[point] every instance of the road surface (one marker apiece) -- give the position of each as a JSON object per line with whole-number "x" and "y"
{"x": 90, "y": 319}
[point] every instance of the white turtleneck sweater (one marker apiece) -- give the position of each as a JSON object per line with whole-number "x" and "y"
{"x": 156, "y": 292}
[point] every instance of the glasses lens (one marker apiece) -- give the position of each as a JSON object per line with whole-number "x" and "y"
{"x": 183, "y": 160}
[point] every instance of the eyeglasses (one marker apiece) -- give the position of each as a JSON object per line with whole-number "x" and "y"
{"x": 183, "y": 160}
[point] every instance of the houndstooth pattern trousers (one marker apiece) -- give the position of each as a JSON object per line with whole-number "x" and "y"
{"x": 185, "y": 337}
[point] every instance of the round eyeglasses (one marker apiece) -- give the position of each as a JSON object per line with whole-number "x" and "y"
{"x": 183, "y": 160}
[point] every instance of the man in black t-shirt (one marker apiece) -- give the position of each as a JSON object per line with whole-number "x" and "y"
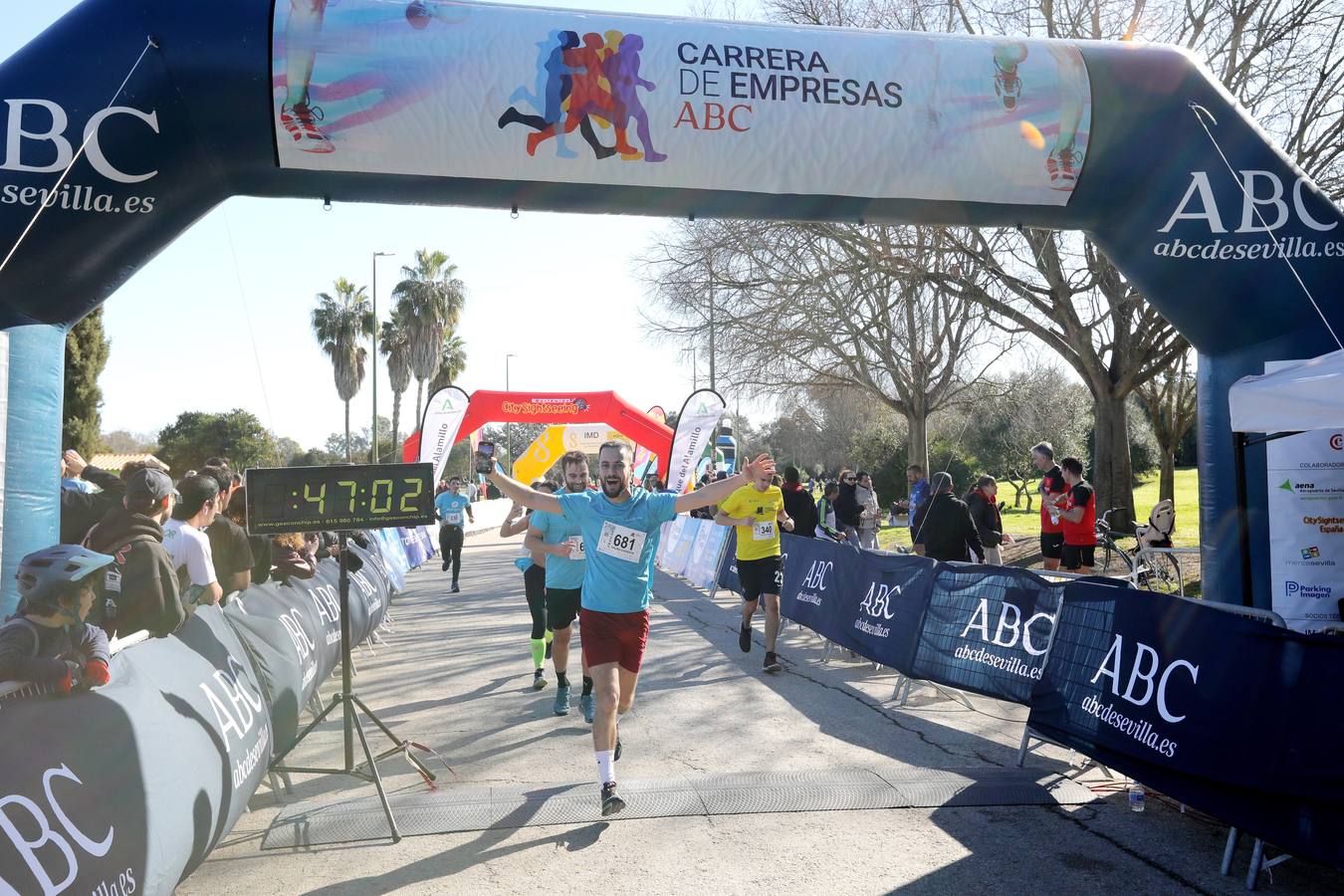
{"x": 229, "y": 545}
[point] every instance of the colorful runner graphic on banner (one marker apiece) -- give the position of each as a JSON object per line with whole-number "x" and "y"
{"x": 694, "y": 433}
{"x": 465, "y": 91}
{"x": 438, "y": 430}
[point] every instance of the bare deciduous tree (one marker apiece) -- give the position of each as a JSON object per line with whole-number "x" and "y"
{"x": 813, "y": 307}
{"x": 1170, "y": 400}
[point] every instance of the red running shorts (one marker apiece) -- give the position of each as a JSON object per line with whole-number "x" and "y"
{"x": 614, "y": 637}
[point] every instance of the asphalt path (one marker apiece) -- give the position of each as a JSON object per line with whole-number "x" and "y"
{"x": 456, "y": 675}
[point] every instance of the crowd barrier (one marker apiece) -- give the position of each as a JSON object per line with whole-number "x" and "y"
{"x": 127, "y": 787}
{"x": 1217, "y": 710}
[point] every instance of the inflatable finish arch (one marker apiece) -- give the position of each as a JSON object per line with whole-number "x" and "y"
{"x": 606, "y": 408}
{"x": 507, "y": 107}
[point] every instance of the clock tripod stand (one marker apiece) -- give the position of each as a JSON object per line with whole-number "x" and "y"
{"x": 351, "y": 708}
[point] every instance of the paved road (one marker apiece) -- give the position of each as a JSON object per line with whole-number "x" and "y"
{"x": 456, "y": 676}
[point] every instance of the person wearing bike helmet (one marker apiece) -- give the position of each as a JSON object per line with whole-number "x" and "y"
{"x": 49, "y": 641}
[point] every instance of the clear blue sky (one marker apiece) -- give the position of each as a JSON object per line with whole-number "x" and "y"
{"x": 289, "y": 250}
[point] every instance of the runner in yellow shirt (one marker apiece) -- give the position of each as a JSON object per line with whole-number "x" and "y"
{"x": 757, "y": 511}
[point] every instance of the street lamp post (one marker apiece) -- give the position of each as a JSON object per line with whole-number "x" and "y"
{"x": 508, "y": 427}
{"x": 372, "y": 448}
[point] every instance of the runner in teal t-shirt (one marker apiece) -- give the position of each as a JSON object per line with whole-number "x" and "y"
{"x": 620, "y": 537}
{"x": 560, "y": 539}
{"x": 452, "y": 507}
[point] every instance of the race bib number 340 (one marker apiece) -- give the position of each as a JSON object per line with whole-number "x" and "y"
{"x": 621, "y": 543}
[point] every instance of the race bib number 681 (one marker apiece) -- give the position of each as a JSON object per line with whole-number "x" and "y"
{"x": 621, "y": 542}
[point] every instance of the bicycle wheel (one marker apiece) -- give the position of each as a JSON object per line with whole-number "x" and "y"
{"x": 1163, "y": 573}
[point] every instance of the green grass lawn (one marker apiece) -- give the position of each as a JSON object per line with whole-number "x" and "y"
{"x": 1021, "y": 524}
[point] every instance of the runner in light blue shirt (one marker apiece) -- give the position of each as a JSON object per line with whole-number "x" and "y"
{"x": 566, "y": 563}
{"x": 620, "y": 534}
{"x": 452, "y": 506}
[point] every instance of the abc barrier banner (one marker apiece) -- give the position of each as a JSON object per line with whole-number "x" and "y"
{"x": 136, "y": 782}
{"x": 987, "y": 629}
{"x": 503, "y": 93}
{"x": 1222, "y": 712}
{"x": 1306, "y": 524}
{"x": 181, "y": 735}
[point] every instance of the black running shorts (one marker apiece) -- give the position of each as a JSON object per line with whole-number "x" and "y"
{"x": 1051, "y": 545}
{"x": 1078, "y": 555}
{"x": 561, "y": 607}
{"x": 761, "y": 576}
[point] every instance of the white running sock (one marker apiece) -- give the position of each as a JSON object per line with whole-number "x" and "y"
{"x": 603, "y": 768}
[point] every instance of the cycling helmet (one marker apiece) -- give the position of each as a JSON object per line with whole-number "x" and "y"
{"x": 45, "y": 575}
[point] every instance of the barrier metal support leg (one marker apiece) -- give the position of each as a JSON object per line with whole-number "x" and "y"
{"x": 1229, "y": 850}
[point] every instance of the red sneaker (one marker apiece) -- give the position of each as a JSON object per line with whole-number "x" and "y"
{"x": 1063, "y": 165}
{"x": 300, "y": 121}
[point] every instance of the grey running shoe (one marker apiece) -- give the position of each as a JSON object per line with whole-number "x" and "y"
{"x": 561, "y": 700}
{"x": 611, "y": 803}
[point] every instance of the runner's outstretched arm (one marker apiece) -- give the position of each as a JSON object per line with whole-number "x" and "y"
{"x": 525, "y": 496}
{"x": 719, "y": 491}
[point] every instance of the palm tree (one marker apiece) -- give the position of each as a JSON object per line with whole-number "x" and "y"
{"x": 395, "y": 345}
{"x": 340, "y": 326}
{"x": 452, "y": 361}
{"x": 430, "y": 300}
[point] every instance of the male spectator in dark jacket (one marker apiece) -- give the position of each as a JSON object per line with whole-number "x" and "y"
{"x": 798, "y": 504}
{"x": 140, "y": 587}
{"x": 229, "y": 545}
{"x": 80, "y": 511}
{"x": 944, "y": 528}
{"x": 984, "y": 512}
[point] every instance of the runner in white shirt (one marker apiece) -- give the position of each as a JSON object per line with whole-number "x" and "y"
{"x": 187, "y": 543}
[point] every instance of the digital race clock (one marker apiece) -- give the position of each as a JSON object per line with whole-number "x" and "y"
{"x": 364, "y": 496}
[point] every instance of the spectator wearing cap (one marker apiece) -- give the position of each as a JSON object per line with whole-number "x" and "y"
{"x": 943, "y": 526}
{"x": 229, "y": 546}
{"x": 187, "y": 543}
{"x": 798, "y": 504}
{"x": 140, "y": 584}
{"x": 80, "y": 511}
{"x": 49, "y": 641}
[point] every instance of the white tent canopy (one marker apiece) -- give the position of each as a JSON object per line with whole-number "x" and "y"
{"x": 1302, "y": 396}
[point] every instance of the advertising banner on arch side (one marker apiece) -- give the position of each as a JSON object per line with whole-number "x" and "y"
{"x": 987, "y": 629}
{"x": 1305, "y": 524}
{"x": 510, "y": 93}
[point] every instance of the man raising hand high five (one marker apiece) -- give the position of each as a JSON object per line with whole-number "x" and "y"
{"x": 620, "y": 534}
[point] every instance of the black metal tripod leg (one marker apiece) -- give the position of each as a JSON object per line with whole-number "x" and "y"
{"x": 378, "y": 780}
{"x": 402, "y": 746}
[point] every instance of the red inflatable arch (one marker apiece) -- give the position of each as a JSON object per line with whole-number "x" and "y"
{"x": 606, "y": 408}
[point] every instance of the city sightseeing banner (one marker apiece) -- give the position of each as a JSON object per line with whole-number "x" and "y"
{"x": 488, "y": 92}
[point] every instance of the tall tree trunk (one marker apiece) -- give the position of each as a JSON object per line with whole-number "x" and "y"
{"x": 1167, "y": 484}
{"x": 1112, "y": 472}
{"x": 346, "y": 433}
{"x": 918, "y": 452}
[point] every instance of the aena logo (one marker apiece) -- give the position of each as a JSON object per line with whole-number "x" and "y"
{"x": 1009, "y": 627}
{"x": 51, "y": 130}
{"x": 29, "y": 837}
{"x": 1144, "y": 673}
{"x": 876, "y": 603}
{"x": 1262, "y": 191}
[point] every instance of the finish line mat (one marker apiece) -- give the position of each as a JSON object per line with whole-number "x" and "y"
{"x": 483, "y": 807}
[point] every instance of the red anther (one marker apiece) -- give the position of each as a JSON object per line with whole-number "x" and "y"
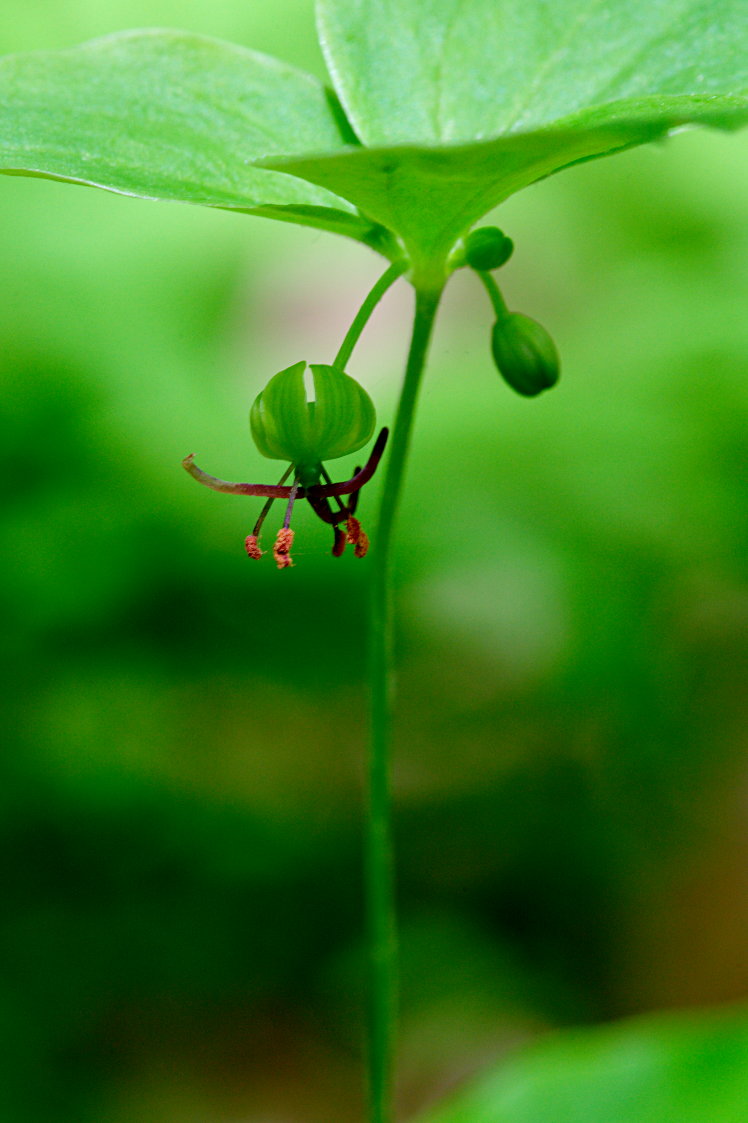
{"x": 252, "y": 547}
{"x": 282, "y": 548}
{"x": 362, "y": 546}
{"x": 339, "y": 544}
{"x": 356, "y": 537}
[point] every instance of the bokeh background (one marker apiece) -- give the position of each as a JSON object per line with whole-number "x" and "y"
{"x": 181, "y": 785}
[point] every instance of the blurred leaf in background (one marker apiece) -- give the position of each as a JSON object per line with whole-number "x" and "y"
{"x": 181, "y": 930}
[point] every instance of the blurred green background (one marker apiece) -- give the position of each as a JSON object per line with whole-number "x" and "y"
{"x": 181, "y": 936}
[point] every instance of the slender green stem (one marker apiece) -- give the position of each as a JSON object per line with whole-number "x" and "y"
{"x": 362, "y": 317}
{"x": 494, "y": 294}
{"x": 379, "y": 847}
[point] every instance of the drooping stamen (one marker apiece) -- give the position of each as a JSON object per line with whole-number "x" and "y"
{"x": 339, "y": 542}
{"x": 282, "y": 548}
{"x": 276, "y": 491}
{"x": 252, "y": 547}
{"x": 356, "y": 537}
{"x": 251, "y": 544}
{"x": 328, "y": 481}
{"x": 284, "y": 539}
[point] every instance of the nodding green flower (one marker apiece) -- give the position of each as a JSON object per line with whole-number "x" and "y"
{"x": 525, "y": 354}
{"x": 290, "y": 425}
{"x": 487, "y": 248}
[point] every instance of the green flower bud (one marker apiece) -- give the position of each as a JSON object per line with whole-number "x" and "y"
{"x": 285, "y": 426}
{"x": 525, "y": 354}
{"x": 487, "y": 248}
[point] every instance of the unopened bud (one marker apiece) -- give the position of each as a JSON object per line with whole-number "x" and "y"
{"x": 487, "y": 248}
{"x": 525, "y": 354}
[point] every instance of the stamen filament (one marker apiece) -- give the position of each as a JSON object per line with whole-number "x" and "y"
{"x": 263, "y": 513}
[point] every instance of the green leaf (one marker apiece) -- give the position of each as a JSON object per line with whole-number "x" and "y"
{"x": 649, "y": 1070}
{"x": 445, "y": 71}
{"x": 172, "y": 116}
{"x": 464, "y": 102}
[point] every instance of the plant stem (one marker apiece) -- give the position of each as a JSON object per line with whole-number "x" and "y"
{"x": 494, "y": 294}
{"x": 362, "y": 317}
{"x": 379, "y": 847}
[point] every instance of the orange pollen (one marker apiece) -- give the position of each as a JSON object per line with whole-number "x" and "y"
{"x": 282, "y": 548}
{"x": 362, "y": 545}
{"x": 356, "y": 537}
{"x": 252, "y": 547}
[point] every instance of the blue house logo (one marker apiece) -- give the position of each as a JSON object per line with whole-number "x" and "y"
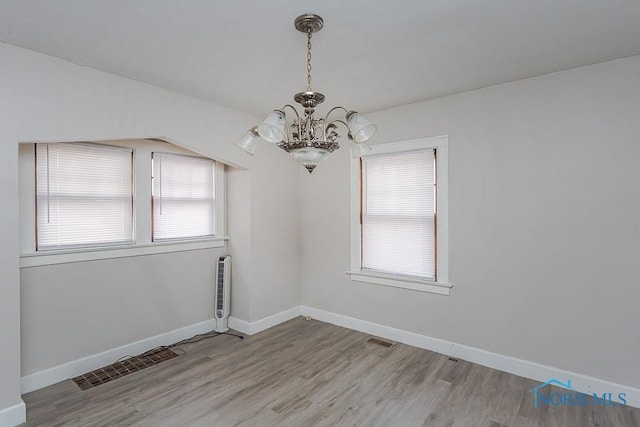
{"x": 543, "y": 396}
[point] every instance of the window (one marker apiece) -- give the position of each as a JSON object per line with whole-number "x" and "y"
{"x": 183, "y": 197}
{"x": 398, "y": 213}
{"x": 399, "y": 216}
{"x": 84, "y": 195}
{"x": 83, "y": 201}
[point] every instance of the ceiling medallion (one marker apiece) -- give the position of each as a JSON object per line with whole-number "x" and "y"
{"x": 309, "y": 140}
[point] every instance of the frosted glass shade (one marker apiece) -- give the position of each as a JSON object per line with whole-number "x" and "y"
{"x": 248, "y": 141}
{"x": 361, "y": 128}
{"x": 309, "y": 157}
{"x": 272, "y": 128}
{"x": 359, "y": 150}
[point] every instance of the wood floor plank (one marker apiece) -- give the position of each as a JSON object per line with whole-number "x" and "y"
{"x": 309, "y": 373}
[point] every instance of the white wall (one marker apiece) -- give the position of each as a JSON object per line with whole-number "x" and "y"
{"x": 265, "y": 242}
{"x": 46, "y": 99}
{"x": 544, "y": 223}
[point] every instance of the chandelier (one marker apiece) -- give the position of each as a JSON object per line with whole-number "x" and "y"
{"x": 308, "y": 139}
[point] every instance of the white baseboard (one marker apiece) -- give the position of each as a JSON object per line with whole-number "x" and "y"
{"x": 251, "y": 328}
{"x": 47, "y": 377}
{"x": 13, "y": 415}
{"x": 240, "y": 325}
{"x": 579, "y": 382}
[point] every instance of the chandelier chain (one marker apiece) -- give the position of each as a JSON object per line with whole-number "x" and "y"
{"x": 309, "y": 61}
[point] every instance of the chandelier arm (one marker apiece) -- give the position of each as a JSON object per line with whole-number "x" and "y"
{"x": 293, "y": 108}
{"x": 339, "y": 107}
{"x": 340, "y": 121}
{"x": 297, "y": 121}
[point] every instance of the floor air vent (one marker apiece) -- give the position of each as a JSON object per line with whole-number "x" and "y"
{"x": 123, "y": 368}
{"x": 381, "y": 342}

────────────────────

[Requirements] Only the lines from the one that contains "[point] every instance of the wood" through the last line should be repeated, each exactly as it stands, with both ends included.

[Solution to this exercise]
[point] every instance of the wood floor plank (one marker apiece) -- give the position of each as a JSON object per line with whole-number "x" and "y"
{"x": 309, "y": 373}
[point] every instance of the white wall (one marker apiece) -- give the position of each as a JSON object per line with whole-number "x" and "y"
{"x": 265, "y": 242}
{"x": 46, "y": 99}
{"x": 544, "y": 223}
[point] every instance of the chandelier (one marker apiece) -- give the position of each as a JSON object per line with whole-number "x" and "y"
{"x": 308, "y": 139}
[point] every instance of the white baseboard (one marker apiece) -- give the position of each as a JSON object per line with whole-number "x" and "y"
{"x": 251, "y": 328}
{"x": 47, "y": 377}
{"x": 13, "y": 415}
{"x": 240, "y": 325}
{"x": 579, "y": 382}
[point] every instance of the chandelier chain (one marker apiece) -- give the position of each as a JSON object per line with whole-number "x" and "y"
{"x": 309, "y": 61}
[point] every instance of the chandelier arm (one marker apiece) -- give the position of each as a JSON object per line with whole-number "x" and "y"
{"x": 293, "y": 108}
{"x": 339, "y": 107}
{"x": 340, "y": 121}
{"x": 297, "y": 121}
[point] every instance of the floor air vent (one marker apiece) -- give the position of each as a JSON object per line with whole-number "x" and "y"
{"x": 123, "y": 368}
{"x": 381, "y": 342}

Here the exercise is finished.